- Consigne 1
Mettez à jour les enregistrements ci-dessous en remplaçant « one point per instance » par « a single point for each instance », sans rien modifier d'autre. Ne reprenez pas les images dans votre réponse.

- Extrait du texte
- - -
Laisse à chacune des parties la charge des dépens par elle exposés ;

En application de l'article 700 du code de procédure civile, rejette la demande ;

Dit que sur les diligences du procureur général près la Cour de cassation, le présent arrêt sera transmis pour être transcrit en marge ou à la suite de l'arrêt cassé ;

Ainsi fait et jugé par la Cour de cassation, première chambre civile, et prononcé par le président en son audience publique du seize décembre deux mille vingt.

MOYEN ANNEXE au présent arrêt :

Moyen produit par la SCP Thouin-Palat et Boucard, avocat aux Conseils, pour Mme P....
- - -
- Enregistrements concernés
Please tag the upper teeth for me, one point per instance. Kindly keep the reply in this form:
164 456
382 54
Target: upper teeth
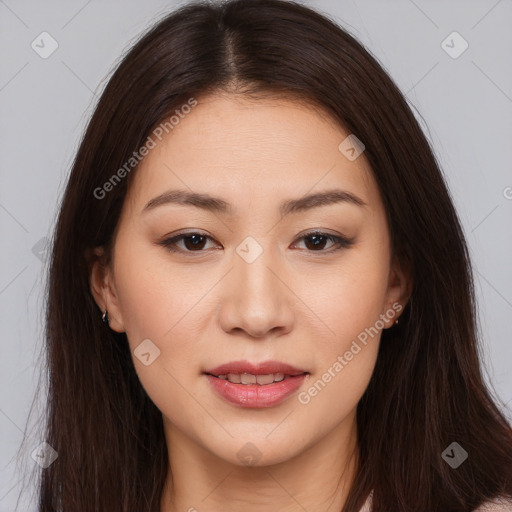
248 378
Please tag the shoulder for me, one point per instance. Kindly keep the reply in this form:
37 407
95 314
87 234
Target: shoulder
496 505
- - -
- Consigne 2
Répondez à ces questions sur l'extrait de l'arrêt :
(a) Quelle chambre de la Cour de cassation a rendu la décision ?
(b) À quelle date l'audience publique a-t-elle eu lieu ?
(c) Quelle SCP a produit le moyen annexé à l'arrêt ?

- Réponse rédigée 1
Please tag the upper teeth for me, a single point for each instance. Kindly keep the reply in this form:
164 456
382 54
Target: upper teeth
248 378
Please tag the shoulder for me, a single point for each instance. Kindly keep the reply in this form:
37 407
95 314
87 234
Target: shoulder
496 505

- Réponse rédigée 2
(a) La première chambre civile.
(b) Le seize décembre deux mille vingt.
(c) La SCP Thouin-Palat et Boucard.